▶ **Work to complete**: Copy out exactly each line from the line with "of the sandy" through the last line of the material below.
* * *
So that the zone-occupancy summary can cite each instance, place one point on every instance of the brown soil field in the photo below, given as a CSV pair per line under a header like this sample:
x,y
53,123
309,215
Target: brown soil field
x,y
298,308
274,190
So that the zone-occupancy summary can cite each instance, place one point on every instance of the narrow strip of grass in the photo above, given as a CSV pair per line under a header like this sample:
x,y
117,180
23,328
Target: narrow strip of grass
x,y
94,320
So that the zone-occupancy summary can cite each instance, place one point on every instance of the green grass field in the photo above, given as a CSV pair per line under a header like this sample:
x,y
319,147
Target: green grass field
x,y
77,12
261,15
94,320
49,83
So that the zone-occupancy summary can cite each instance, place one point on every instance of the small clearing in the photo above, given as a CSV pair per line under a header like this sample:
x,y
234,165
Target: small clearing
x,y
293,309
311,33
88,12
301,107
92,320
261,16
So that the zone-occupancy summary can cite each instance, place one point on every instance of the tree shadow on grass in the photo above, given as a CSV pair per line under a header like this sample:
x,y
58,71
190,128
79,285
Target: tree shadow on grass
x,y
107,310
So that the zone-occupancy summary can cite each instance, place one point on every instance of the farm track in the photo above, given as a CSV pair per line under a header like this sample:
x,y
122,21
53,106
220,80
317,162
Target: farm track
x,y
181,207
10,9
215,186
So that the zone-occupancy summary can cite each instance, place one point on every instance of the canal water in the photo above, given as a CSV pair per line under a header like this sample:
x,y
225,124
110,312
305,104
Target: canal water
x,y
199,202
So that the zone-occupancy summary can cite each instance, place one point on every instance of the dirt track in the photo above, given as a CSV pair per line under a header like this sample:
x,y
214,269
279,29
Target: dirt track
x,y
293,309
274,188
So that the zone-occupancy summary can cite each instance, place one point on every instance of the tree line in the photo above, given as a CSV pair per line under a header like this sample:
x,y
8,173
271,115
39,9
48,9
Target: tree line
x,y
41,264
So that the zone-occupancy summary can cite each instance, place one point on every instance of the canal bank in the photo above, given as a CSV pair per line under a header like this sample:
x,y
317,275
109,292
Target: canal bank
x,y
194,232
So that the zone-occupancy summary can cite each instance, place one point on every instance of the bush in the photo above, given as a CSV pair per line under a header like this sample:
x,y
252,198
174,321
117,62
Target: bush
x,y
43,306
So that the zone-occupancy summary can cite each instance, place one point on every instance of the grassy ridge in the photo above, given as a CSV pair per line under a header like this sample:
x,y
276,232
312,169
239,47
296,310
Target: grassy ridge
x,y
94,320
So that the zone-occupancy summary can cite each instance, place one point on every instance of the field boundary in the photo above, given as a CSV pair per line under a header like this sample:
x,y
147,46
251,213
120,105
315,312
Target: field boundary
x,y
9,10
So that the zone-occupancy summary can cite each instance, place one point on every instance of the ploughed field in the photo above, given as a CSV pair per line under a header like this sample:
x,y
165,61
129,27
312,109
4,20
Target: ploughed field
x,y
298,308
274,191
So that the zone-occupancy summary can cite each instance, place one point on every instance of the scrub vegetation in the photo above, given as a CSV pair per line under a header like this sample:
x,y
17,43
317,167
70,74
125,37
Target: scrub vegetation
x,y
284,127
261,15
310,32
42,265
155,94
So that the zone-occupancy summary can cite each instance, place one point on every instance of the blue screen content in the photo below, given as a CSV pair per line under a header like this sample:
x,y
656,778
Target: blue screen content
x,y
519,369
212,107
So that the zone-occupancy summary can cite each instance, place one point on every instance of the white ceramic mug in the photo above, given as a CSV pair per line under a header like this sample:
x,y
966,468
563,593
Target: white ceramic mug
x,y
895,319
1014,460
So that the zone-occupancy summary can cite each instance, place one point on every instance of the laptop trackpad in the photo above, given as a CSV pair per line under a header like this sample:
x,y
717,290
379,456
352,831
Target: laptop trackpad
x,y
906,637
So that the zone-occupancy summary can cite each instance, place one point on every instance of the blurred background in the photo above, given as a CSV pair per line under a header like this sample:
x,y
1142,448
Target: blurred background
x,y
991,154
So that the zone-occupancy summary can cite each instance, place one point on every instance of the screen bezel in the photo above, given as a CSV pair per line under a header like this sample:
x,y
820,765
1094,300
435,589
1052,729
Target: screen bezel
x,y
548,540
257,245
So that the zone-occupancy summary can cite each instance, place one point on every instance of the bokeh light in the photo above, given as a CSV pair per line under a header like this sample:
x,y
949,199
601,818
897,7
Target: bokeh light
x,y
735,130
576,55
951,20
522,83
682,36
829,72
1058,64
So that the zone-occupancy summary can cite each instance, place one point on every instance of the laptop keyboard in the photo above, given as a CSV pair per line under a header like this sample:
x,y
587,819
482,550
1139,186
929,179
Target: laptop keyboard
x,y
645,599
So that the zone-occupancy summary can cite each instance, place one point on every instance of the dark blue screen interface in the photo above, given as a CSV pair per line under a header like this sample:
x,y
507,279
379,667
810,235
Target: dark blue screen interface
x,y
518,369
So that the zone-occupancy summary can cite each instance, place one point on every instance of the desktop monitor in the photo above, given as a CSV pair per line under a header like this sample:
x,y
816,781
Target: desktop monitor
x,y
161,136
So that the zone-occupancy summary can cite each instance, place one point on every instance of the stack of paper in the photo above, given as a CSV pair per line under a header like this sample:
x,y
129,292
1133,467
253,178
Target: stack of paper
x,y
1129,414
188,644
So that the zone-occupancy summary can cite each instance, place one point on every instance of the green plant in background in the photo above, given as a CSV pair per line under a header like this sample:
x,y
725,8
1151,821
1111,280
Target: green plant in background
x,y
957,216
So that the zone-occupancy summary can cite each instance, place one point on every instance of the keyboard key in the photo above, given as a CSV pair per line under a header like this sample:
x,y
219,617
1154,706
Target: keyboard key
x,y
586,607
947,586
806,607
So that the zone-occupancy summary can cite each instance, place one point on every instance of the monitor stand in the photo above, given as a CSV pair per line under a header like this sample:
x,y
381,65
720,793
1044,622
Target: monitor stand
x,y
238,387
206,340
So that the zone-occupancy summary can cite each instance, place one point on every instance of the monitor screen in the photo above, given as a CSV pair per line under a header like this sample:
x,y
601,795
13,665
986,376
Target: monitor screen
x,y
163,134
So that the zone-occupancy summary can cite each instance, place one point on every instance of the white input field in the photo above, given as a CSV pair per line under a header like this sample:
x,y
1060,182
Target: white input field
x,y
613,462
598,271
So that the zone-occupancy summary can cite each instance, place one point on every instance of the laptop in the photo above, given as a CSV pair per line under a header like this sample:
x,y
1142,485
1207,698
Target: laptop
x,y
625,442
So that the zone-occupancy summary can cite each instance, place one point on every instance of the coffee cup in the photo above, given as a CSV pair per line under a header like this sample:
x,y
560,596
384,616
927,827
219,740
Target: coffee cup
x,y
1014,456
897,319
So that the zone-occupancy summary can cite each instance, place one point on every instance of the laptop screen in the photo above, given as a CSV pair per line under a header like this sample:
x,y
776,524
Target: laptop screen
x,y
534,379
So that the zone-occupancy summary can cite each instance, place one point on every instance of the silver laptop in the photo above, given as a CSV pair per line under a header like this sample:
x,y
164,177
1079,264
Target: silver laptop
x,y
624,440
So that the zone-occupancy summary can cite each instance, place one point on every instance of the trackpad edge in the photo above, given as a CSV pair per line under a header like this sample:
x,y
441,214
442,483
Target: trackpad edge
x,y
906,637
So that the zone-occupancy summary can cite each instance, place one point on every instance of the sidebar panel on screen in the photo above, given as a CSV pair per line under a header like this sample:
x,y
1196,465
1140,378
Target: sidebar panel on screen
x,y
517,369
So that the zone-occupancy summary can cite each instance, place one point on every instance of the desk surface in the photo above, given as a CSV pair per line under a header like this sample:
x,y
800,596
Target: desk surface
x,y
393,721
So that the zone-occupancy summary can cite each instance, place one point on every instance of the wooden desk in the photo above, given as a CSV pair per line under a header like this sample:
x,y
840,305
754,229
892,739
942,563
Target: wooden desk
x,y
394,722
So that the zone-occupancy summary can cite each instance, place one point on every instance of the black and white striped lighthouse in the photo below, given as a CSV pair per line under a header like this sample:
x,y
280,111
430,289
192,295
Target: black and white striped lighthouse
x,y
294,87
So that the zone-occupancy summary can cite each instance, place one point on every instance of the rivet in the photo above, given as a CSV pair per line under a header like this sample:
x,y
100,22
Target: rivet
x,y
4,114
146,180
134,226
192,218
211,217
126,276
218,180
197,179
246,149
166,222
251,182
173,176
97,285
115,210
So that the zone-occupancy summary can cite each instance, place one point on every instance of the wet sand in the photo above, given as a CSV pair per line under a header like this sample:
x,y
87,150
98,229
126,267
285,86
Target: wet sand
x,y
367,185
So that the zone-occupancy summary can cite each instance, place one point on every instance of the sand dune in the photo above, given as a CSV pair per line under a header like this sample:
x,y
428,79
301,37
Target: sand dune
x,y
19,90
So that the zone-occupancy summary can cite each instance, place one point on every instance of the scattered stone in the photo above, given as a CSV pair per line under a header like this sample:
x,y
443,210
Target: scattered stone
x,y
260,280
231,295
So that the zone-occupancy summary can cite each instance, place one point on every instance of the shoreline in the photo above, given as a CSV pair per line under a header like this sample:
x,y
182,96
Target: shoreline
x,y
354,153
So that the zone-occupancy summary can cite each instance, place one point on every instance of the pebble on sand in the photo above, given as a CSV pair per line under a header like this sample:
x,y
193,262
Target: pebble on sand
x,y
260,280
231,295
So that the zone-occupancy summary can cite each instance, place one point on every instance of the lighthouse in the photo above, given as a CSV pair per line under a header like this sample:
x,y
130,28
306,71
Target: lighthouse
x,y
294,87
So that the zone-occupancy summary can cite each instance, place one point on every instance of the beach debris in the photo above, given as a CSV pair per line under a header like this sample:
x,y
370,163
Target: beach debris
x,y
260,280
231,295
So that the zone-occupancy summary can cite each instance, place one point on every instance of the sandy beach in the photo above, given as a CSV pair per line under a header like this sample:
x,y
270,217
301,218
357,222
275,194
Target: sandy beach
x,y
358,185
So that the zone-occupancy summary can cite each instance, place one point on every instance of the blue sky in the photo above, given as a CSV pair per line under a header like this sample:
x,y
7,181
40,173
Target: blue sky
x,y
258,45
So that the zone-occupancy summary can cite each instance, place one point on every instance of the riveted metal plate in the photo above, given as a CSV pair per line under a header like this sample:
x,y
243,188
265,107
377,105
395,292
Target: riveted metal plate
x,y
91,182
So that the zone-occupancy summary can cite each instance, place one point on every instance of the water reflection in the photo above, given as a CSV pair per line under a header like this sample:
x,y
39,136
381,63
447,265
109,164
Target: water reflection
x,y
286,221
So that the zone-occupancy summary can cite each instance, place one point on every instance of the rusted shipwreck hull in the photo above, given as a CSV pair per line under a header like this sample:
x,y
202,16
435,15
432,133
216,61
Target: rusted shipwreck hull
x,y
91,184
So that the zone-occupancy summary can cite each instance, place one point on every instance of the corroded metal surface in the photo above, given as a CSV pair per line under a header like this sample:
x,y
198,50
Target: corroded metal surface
* * *
▶ **Task answer**:
So that the zone-occupancy summary can cite each instance, place one point on every instance of the sandy beach in the photo above, given as a CSV pair per line under a header like this sample:
x,y
270,217
301,218
357,222
275,194
Target: sandy beach
x,y
358,185
So that the zone-occupancy summary can cite each instance, place one point on every instance of the blue sky in the photo above, given as a CSV pair per line under a header like this sample:
x,y
7,181
40,173
Target: blue sky
x,y
258,45
So that the zone-occupancy summary can cite each instance, place one point on every instance of the riveted metal plate in the photo above, given as a CSV pair per line under a header like this sample:
x,y
243,188
265,107
377,105
395,292
Target: riveted metal plate
x,y
91,182
So that the zone-occupancy summary can cite each instance, place one point on every instance of the water reflection in the photo above, given as a CSV pair per line under a header like this sample:
x,y
39,136
381,63
447,265
109,164
Target: water reflection
x,y
286,221
So that the zone-occupancy summary can cite each instance, place one point on every instance of the rusted shipwreck hull in the photo above, given as a CSV pair per line under a header like this sample:
x,y
202,16
435,15
432,133
216,61
Target: rusted shipwreck hull
x,y
91,184
So that the zone-occupancy summary can cite each instance, place one point on every instance of the corroded metal surface in the photo above, given as a CSV pair per line under a header like this sample:
x,y
198,50
Target: corroded metal surface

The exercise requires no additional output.